╭─ PROVIDED RECORDS

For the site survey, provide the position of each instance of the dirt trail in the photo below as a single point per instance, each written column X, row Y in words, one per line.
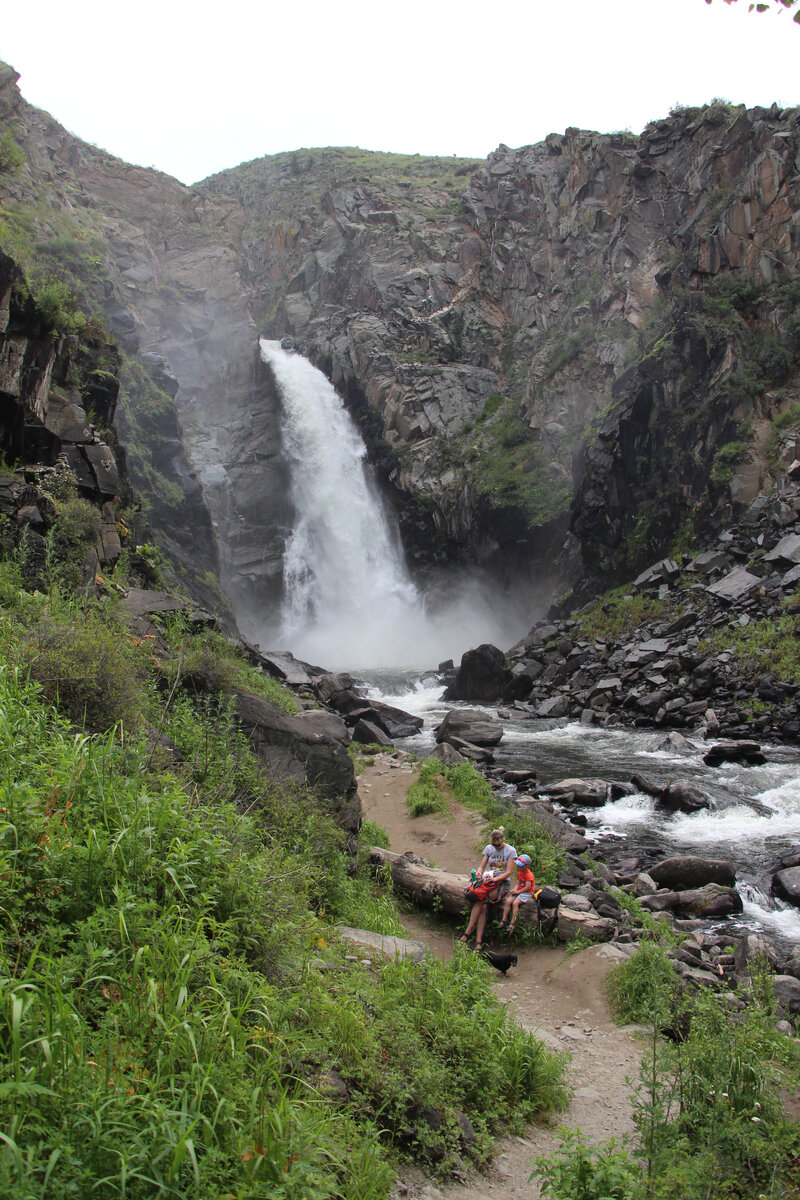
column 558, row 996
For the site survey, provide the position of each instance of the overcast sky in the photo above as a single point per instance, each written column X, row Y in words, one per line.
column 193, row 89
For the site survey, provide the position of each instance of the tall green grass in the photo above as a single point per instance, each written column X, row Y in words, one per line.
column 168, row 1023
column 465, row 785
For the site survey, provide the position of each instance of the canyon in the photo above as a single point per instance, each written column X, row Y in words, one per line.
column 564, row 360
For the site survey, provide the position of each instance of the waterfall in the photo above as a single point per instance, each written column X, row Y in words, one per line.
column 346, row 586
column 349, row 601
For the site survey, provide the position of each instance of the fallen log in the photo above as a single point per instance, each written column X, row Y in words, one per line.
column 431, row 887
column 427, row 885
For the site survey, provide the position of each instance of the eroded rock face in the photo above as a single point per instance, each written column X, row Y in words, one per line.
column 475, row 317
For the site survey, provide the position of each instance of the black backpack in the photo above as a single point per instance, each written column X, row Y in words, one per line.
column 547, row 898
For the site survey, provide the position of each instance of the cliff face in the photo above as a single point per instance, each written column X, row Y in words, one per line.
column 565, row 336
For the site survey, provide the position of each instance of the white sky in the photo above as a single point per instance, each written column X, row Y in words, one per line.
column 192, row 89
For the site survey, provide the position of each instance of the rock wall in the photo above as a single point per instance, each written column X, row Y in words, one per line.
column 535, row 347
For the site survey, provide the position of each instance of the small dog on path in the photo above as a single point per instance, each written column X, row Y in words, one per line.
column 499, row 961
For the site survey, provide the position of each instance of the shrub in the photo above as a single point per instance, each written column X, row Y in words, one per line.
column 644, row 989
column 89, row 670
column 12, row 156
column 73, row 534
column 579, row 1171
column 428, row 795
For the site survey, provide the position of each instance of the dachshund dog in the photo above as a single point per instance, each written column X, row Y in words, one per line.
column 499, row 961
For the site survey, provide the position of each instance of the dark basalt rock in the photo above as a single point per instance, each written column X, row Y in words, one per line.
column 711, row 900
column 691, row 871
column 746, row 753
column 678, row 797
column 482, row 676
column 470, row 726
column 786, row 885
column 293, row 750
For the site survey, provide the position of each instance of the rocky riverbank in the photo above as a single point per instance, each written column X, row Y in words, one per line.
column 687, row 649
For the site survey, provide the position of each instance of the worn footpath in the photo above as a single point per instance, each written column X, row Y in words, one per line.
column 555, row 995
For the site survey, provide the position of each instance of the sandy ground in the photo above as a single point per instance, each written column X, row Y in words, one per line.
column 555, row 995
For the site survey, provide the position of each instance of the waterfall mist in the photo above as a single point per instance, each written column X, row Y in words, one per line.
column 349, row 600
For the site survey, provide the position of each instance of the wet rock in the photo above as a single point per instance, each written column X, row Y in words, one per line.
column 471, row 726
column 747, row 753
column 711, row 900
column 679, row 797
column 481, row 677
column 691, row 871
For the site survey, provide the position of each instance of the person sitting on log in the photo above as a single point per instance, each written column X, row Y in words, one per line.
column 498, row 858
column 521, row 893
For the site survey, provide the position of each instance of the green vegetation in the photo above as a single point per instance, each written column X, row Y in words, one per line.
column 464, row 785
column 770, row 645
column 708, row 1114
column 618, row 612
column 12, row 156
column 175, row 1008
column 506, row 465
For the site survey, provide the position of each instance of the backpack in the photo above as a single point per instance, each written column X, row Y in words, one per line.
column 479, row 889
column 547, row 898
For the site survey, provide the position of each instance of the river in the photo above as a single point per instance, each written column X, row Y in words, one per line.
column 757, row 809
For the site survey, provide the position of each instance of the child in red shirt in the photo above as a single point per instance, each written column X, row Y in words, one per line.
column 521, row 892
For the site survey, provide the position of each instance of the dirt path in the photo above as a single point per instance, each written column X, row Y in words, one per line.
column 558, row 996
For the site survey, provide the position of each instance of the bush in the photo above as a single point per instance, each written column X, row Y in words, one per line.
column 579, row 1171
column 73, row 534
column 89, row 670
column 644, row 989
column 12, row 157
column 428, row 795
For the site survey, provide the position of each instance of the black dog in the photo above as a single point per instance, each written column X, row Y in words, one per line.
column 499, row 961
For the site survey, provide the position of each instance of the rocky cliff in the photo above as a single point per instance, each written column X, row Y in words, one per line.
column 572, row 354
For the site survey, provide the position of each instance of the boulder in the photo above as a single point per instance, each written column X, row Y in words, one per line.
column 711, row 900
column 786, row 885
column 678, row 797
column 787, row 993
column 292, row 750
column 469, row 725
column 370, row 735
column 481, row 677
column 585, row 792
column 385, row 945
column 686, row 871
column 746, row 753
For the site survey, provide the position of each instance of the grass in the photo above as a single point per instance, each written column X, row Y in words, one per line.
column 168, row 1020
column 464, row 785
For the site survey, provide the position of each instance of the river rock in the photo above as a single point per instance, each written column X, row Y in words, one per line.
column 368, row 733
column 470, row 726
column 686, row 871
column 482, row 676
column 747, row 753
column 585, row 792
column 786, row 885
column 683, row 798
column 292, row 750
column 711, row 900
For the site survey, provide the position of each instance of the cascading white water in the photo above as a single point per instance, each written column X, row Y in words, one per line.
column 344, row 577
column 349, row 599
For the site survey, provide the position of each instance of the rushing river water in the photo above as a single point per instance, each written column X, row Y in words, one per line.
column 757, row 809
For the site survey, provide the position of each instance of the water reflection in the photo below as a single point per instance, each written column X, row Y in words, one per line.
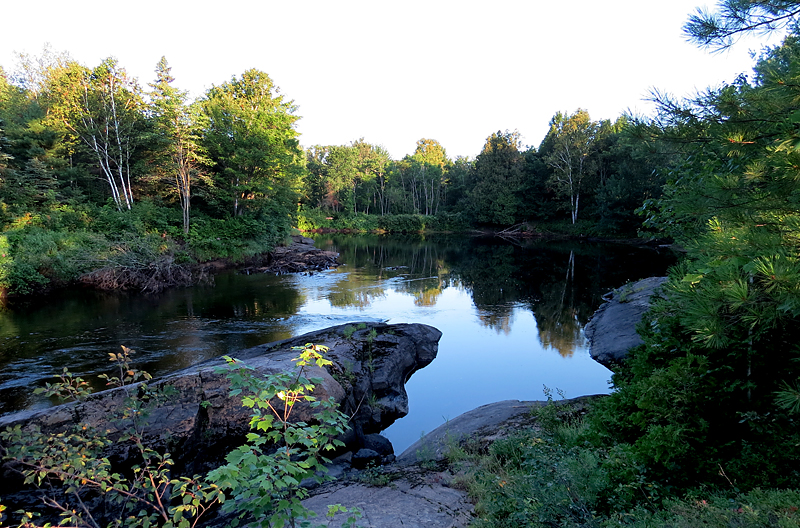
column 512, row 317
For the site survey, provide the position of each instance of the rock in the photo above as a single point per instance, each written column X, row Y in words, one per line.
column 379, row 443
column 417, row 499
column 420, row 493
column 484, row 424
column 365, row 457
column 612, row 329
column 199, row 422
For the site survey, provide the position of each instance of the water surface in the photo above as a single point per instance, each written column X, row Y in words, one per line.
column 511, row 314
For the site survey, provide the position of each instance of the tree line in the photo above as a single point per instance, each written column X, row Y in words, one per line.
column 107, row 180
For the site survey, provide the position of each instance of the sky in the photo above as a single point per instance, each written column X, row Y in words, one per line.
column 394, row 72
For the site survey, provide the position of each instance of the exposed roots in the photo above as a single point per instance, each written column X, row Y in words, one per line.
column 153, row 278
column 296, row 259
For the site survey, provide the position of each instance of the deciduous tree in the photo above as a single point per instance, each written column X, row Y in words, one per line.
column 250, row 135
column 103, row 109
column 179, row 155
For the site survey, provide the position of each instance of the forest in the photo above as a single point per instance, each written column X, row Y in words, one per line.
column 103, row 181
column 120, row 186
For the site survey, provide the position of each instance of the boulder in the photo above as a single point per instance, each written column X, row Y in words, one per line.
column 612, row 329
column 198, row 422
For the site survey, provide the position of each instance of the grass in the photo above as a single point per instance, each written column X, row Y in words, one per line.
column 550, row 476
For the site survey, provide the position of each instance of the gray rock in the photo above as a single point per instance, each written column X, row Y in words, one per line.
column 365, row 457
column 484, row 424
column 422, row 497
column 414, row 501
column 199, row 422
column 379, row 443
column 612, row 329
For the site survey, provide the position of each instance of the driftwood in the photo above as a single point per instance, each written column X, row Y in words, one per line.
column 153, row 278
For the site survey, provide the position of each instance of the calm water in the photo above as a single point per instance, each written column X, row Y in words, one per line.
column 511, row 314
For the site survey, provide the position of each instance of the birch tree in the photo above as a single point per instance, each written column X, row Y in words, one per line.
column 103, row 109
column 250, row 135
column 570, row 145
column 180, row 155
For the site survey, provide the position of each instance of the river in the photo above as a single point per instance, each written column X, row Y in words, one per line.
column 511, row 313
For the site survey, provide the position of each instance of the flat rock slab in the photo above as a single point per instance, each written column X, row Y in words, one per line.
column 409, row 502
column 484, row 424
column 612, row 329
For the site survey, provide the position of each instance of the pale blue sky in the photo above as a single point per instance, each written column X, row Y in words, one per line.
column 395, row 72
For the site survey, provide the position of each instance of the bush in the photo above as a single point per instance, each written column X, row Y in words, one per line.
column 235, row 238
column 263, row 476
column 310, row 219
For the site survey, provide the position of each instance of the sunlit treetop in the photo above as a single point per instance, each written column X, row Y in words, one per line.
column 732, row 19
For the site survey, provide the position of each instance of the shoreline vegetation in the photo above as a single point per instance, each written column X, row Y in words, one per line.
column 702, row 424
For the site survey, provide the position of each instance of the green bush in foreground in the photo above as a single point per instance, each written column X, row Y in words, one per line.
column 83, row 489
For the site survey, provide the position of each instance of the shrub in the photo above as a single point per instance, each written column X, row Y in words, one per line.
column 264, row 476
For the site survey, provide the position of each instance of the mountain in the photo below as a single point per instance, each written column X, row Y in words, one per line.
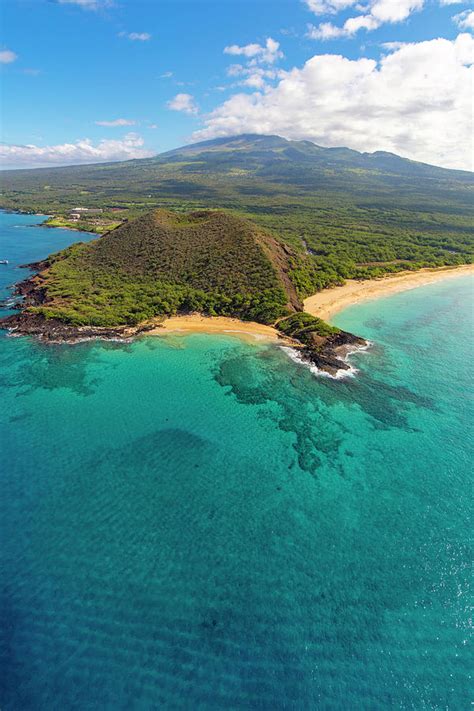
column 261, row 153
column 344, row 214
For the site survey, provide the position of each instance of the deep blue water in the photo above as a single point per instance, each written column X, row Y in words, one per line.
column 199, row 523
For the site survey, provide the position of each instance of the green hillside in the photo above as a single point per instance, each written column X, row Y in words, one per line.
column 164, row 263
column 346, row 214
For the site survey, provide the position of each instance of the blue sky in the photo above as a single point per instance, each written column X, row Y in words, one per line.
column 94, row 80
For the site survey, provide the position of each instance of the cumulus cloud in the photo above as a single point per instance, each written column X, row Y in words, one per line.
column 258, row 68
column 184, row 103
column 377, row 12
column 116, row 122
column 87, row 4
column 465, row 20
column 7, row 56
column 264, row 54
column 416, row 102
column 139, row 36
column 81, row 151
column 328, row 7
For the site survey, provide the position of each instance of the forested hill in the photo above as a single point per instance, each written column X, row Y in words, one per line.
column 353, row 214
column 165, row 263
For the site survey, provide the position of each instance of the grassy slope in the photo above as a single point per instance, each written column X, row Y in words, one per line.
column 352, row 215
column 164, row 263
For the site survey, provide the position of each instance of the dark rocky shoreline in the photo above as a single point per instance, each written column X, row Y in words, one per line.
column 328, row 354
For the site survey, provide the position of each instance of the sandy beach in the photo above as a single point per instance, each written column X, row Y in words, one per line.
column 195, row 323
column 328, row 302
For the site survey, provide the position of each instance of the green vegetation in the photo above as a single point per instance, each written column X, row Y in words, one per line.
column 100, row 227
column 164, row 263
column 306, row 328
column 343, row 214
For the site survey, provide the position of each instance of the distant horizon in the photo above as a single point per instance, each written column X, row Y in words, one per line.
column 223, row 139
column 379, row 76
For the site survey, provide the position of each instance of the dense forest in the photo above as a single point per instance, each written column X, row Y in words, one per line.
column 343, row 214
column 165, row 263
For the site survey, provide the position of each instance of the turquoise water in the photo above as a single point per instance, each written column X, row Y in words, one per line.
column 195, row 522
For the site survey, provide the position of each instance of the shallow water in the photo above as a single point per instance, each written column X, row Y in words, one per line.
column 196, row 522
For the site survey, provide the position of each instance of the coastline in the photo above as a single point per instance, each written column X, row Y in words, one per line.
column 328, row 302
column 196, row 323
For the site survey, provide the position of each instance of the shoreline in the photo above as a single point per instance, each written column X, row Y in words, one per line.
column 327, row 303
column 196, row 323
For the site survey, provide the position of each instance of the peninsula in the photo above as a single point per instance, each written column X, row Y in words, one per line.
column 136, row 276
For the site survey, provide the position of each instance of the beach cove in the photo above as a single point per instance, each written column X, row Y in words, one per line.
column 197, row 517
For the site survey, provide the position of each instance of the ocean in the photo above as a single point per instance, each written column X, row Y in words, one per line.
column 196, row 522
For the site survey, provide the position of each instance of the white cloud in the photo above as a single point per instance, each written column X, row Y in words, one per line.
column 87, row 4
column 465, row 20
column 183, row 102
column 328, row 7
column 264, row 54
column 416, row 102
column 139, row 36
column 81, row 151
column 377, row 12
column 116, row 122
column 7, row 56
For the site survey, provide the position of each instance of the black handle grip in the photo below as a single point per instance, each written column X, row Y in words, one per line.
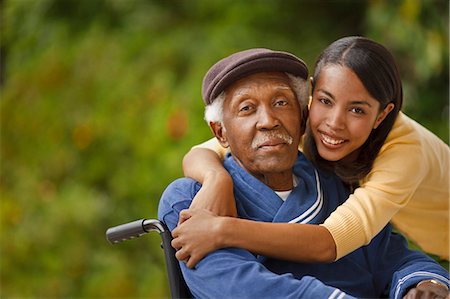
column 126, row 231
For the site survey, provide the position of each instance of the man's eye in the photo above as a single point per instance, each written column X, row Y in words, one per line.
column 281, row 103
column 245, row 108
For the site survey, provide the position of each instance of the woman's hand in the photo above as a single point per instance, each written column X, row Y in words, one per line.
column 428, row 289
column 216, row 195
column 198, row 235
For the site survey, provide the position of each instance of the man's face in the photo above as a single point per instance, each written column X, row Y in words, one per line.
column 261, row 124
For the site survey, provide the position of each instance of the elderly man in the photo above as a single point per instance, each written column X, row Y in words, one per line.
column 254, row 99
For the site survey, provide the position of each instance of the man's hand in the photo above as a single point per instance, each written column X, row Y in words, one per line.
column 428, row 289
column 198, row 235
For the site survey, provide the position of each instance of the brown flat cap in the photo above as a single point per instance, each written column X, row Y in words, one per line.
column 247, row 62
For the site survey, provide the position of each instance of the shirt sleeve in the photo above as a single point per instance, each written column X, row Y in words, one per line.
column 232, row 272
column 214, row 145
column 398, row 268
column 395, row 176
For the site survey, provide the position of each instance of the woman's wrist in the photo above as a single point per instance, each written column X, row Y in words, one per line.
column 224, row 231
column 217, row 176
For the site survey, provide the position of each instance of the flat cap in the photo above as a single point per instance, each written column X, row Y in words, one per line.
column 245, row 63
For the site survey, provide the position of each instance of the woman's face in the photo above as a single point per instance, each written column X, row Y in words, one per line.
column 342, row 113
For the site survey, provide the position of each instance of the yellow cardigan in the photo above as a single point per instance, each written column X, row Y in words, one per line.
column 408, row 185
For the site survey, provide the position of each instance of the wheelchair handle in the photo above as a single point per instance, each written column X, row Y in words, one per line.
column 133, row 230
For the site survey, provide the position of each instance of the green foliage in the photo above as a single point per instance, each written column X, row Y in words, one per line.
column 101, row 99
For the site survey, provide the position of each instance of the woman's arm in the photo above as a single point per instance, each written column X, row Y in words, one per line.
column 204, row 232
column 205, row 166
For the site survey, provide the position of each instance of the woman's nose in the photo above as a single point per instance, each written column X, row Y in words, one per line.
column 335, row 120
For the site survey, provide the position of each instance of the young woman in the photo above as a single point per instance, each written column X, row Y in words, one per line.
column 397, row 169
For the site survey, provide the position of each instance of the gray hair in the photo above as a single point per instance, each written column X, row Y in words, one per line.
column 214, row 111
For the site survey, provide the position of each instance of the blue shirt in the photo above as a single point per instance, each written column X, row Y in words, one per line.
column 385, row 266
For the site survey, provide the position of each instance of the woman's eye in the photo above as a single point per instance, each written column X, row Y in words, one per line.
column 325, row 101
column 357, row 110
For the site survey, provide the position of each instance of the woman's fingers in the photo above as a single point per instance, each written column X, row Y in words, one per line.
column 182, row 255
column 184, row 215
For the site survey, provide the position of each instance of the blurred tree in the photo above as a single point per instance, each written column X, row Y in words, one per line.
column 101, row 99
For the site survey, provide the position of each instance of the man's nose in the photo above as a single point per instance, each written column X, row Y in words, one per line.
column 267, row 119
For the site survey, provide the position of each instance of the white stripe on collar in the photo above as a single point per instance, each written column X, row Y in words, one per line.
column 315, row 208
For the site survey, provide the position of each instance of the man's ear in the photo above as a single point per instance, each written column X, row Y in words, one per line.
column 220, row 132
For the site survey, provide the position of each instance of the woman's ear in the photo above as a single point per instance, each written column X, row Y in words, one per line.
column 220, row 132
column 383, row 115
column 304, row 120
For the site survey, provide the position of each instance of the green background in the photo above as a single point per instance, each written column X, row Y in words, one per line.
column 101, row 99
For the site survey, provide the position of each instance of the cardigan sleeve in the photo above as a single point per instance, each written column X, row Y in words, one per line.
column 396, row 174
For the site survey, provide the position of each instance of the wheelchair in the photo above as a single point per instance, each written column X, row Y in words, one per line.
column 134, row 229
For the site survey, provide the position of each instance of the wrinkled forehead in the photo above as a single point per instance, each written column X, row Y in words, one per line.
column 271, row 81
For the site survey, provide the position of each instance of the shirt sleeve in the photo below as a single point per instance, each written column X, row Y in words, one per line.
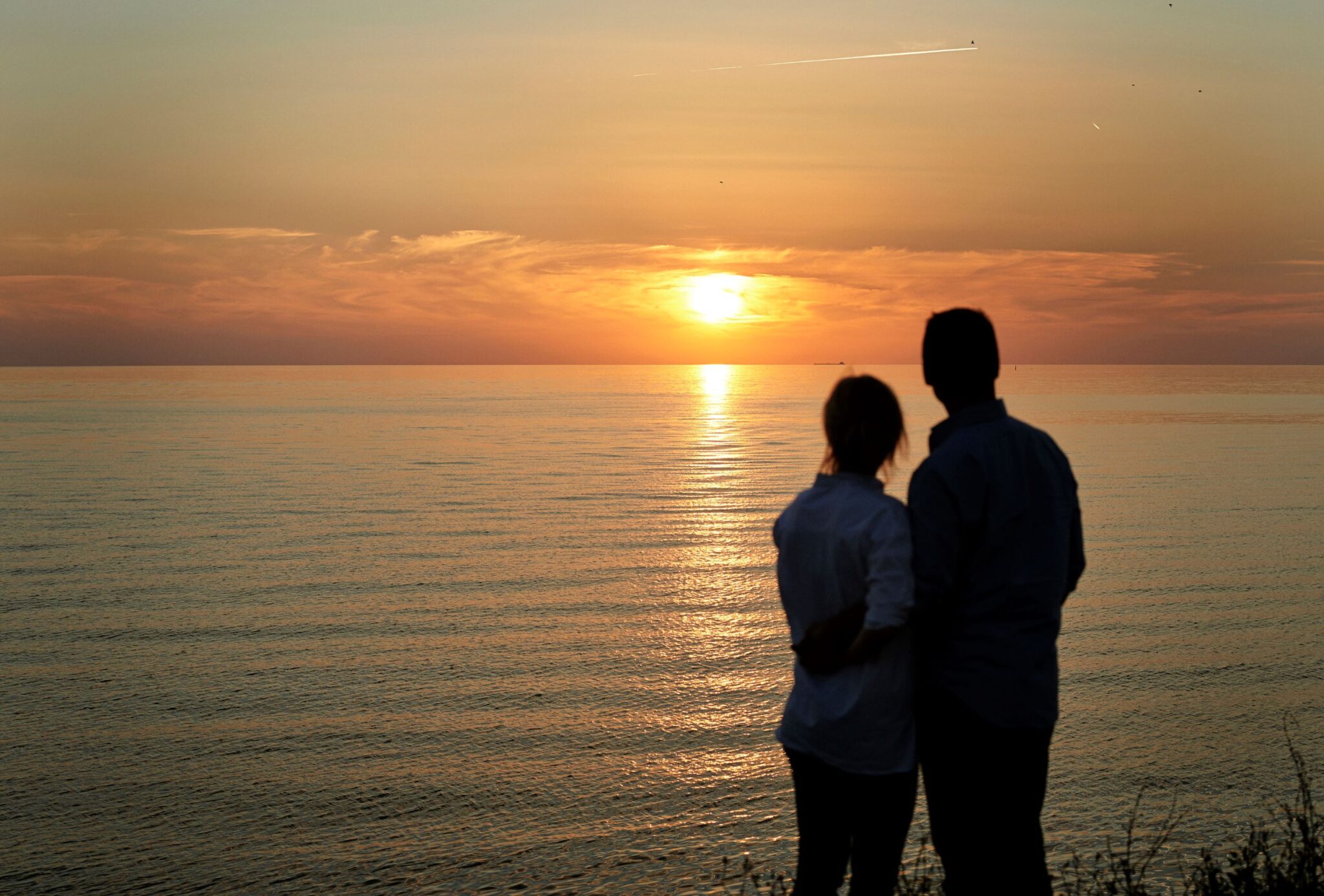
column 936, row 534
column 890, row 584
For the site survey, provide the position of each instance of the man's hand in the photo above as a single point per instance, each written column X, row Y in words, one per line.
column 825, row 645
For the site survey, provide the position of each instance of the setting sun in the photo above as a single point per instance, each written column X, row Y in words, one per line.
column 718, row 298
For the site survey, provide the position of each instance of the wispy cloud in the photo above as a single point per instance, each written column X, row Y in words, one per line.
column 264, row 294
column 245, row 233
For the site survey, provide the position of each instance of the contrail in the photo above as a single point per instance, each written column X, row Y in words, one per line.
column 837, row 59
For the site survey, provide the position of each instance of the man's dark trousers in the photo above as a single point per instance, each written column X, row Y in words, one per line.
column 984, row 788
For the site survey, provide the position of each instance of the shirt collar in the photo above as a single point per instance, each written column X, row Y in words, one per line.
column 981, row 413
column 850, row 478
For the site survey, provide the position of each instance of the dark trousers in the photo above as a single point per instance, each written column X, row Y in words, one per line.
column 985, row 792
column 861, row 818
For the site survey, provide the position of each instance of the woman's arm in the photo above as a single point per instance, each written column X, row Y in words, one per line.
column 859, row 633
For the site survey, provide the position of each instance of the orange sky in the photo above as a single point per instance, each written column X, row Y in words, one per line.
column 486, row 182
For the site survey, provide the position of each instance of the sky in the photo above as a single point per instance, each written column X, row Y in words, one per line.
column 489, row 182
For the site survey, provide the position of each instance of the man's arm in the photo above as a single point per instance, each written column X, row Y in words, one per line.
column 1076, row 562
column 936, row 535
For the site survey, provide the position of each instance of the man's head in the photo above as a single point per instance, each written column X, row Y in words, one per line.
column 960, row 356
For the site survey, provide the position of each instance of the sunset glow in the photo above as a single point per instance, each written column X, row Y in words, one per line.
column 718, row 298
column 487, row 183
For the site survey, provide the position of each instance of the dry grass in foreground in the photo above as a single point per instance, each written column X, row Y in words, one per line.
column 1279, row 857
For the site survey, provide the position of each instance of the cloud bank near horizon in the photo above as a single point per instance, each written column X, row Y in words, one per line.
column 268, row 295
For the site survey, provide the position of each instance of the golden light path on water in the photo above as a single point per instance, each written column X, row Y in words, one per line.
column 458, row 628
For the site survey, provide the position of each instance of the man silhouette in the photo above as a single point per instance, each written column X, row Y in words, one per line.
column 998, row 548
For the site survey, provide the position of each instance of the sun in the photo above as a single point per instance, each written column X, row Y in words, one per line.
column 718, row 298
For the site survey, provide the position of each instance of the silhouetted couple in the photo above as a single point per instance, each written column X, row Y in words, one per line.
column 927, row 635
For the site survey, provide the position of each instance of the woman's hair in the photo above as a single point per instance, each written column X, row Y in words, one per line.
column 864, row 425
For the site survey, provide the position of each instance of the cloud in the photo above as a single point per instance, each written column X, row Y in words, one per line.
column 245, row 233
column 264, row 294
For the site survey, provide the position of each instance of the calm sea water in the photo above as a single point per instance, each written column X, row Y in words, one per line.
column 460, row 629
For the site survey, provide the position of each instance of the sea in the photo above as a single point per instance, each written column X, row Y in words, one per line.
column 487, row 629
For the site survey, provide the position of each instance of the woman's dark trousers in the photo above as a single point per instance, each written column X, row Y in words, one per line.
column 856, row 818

╰─

■ WHAT THE TASK ASKS
Render the lines of the entries above as a numbered list, covering only those between the line holding "the woman's wrist" and the line holding "column 217, row 176", inclusive, with blank lines left out.

■ EXPECTED ANSWER
1. For the site survey, provide the position of each instance of the woman's wrist in the photo above as a single point per instance, each written column X, row Y in words, one per line.
2. column 224, row 231
3. column 217, row 176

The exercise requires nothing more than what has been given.